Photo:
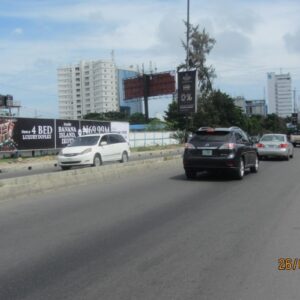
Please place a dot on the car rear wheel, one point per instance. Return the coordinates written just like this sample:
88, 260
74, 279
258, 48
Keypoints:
190, 174
239, 174
124, 157
254, 169
97, 161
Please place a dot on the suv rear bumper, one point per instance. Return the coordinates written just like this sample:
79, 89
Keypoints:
213, 163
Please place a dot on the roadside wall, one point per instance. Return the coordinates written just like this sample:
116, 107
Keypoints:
151, 138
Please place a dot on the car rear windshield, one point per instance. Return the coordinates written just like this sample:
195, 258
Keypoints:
211, 136
84, 141
272, 138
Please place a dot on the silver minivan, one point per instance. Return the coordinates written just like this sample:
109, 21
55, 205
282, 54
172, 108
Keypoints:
93, 150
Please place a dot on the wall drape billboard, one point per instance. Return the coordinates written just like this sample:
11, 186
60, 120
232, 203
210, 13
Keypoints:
34, 134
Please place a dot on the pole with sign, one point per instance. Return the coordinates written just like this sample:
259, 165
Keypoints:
187, 98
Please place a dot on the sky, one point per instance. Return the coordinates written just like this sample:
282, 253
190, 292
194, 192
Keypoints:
253, 37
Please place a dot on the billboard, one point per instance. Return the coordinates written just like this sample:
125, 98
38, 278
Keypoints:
187, 100
38, 134
149, 85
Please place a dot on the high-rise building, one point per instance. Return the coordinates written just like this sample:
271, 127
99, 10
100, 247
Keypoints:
87, 87
280, 100
134, 105
256, 107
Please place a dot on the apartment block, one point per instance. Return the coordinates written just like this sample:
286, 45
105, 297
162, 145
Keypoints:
87, 87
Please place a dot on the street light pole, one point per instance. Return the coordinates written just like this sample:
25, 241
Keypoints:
187, 34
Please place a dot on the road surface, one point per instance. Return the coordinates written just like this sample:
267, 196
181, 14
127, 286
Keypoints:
157, 236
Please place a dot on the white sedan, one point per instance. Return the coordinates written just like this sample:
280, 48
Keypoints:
275, 145
94, 149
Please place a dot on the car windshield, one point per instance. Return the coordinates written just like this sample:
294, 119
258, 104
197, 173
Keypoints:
211, 136
84, 141
272, 138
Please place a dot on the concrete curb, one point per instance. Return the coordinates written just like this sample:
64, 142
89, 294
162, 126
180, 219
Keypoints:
34, 165
26, 185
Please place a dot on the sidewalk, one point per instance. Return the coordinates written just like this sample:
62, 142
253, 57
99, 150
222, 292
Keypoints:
47, 161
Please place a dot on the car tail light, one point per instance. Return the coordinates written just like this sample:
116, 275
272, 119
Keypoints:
283, 146
189, 146
260, 145
228, 146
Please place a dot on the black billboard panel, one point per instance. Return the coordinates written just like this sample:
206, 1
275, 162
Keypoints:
90, 127
33, 133
66, 132
187, 100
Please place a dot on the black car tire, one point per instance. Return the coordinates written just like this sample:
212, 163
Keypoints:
254, 169
239, 173
190, 174
97, 161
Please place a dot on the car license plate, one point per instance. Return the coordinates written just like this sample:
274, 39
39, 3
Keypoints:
206, 152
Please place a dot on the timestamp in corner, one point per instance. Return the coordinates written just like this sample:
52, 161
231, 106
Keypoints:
288, 264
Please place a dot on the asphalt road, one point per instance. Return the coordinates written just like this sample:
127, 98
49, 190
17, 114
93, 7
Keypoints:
32, 168
156, 236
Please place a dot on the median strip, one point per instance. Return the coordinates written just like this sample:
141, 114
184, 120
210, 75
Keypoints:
14, 187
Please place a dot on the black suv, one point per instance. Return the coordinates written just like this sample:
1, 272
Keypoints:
211, 149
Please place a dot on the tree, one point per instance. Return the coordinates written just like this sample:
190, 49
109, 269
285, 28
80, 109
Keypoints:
273, 123
199, 48
137, 118
174, 119
218, 110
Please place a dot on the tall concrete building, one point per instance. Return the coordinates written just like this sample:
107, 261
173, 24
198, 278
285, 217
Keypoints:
280, 100
134, 105
87, 87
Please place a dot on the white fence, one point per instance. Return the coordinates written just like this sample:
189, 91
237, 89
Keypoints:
151, 138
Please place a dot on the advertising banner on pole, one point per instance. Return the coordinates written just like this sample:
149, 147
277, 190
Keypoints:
66, 132
187, 98
90, 127
121, 128
25, 133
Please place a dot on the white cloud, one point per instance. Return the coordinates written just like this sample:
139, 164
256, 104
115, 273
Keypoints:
18, 31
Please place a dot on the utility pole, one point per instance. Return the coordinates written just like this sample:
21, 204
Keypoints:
188, 36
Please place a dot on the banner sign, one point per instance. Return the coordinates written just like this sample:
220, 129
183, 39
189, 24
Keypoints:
34, 134
121, 128
90, 127
187, 100
23, 133
66, 132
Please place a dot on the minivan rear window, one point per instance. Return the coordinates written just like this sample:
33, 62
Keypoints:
211, 136
84, 141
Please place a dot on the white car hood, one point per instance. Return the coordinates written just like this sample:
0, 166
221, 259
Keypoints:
75, 150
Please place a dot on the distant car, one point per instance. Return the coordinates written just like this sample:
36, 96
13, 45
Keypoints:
93, 150
212, 149
275, 145
295, 138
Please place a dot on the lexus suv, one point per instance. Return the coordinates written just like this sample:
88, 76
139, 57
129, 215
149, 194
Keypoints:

════════════════════

§ **Exercise details**: Pull every line with the word "concrete" from the data.

§ **Result below**:
Please place a dot on the concrete curb, one point per instance. Return the coordinates written just like this sample:
Please place a dot on the tall concrete building, one point per instance. Return the coordinates written just like this sample:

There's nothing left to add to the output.